▶ What needs to be done:
Extract the full text of each record below word for word, and leave the pictures out.

▶ Extracted entries:
.....
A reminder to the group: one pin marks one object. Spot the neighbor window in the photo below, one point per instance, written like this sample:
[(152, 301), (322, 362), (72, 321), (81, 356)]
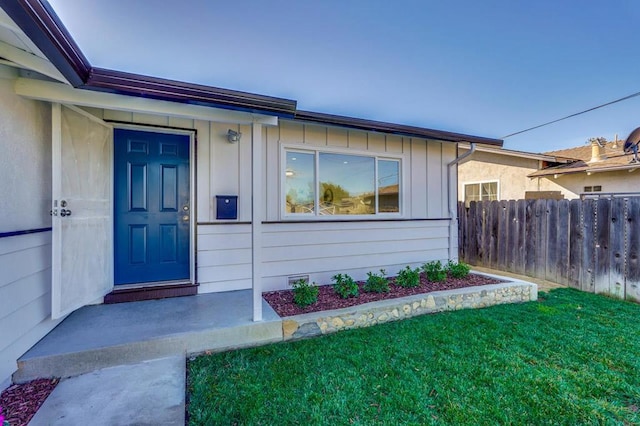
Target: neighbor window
[(596, 188), (481, 191), (326, 183)]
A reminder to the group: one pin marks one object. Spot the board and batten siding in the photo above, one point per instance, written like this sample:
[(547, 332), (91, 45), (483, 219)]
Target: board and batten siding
[(424, 163), (321, 249), (223, 258)]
.....
▶ Answer below:
A reminder to the group: one pin marks one object. Spot the neighbor window in the photo below, one point per instance, written like this sample:
[(152, 301), (322, 362), (72, 321), (81, 356)]
Target: neighbor window
[(596, 188), (481, 191), (326, 183)]
A reminder to the group: one pin marks one object. Spot the board and batten siding in the photo above, one point per instance, written like this sample:
[(547, 332), (91, 45), (483, 219)]
Target: board and batten siding
[(424, 163), (321, 249), (223, 258)]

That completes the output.